== Segment start ==

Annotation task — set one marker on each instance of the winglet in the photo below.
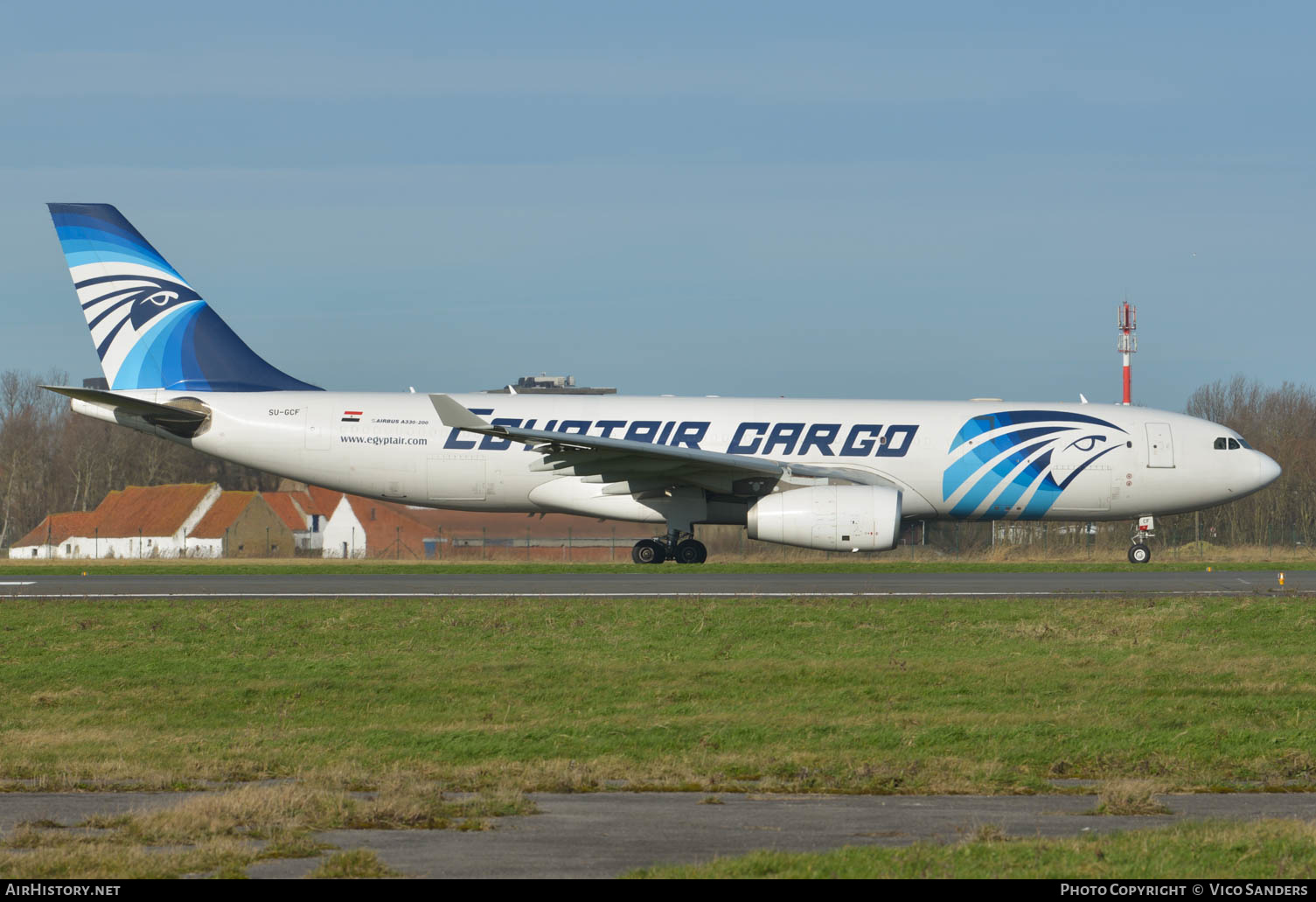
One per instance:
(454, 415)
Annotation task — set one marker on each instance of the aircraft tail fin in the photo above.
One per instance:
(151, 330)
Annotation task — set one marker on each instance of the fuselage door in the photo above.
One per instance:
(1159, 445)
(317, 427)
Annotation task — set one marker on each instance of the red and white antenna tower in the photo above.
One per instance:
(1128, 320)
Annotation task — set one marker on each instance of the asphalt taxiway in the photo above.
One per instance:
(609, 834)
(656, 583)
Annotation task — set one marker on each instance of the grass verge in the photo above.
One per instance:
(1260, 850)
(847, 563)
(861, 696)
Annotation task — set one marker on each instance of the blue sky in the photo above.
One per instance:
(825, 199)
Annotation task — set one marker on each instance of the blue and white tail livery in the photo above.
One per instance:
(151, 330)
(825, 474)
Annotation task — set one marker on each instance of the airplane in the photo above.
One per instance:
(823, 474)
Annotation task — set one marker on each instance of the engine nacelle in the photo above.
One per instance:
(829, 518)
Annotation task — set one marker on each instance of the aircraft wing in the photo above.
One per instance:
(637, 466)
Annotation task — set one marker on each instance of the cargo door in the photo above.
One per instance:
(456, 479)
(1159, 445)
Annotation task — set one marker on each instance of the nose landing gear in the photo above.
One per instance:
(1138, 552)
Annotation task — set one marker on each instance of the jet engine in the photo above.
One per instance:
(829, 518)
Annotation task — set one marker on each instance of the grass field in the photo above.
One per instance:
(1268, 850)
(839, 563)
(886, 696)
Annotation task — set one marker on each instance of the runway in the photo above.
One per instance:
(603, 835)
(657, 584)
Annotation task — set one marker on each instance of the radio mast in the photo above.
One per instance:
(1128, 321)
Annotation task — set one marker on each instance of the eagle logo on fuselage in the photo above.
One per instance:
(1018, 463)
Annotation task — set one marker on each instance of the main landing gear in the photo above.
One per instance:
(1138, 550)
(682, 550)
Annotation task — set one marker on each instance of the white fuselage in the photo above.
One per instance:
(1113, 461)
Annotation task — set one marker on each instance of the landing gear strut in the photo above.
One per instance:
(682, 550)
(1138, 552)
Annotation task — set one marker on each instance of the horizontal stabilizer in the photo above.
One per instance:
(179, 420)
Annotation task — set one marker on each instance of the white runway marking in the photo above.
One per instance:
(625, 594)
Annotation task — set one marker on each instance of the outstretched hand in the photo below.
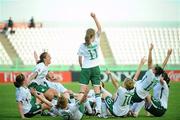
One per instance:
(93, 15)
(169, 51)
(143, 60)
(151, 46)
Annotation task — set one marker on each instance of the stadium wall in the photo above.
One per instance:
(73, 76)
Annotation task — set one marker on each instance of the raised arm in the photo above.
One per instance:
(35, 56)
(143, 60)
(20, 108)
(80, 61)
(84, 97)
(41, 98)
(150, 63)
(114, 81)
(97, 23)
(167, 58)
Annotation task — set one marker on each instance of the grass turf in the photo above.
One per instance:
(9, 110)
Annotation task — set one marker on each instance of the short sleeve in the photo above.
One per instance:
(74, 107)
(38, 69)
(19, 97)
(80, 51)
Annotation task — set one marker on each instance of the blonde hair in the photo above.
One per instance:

== Segment end ==

All lines of the material that contain the word "landing" should be listed.

Annotation task — set one marker on each instance of the nose landing gear in the photo above.
Annotation task — set one marker on each instance of the main landing gear in the photo above.
Annotation task — set one marker on each instance of the landing gear strut in the photo above.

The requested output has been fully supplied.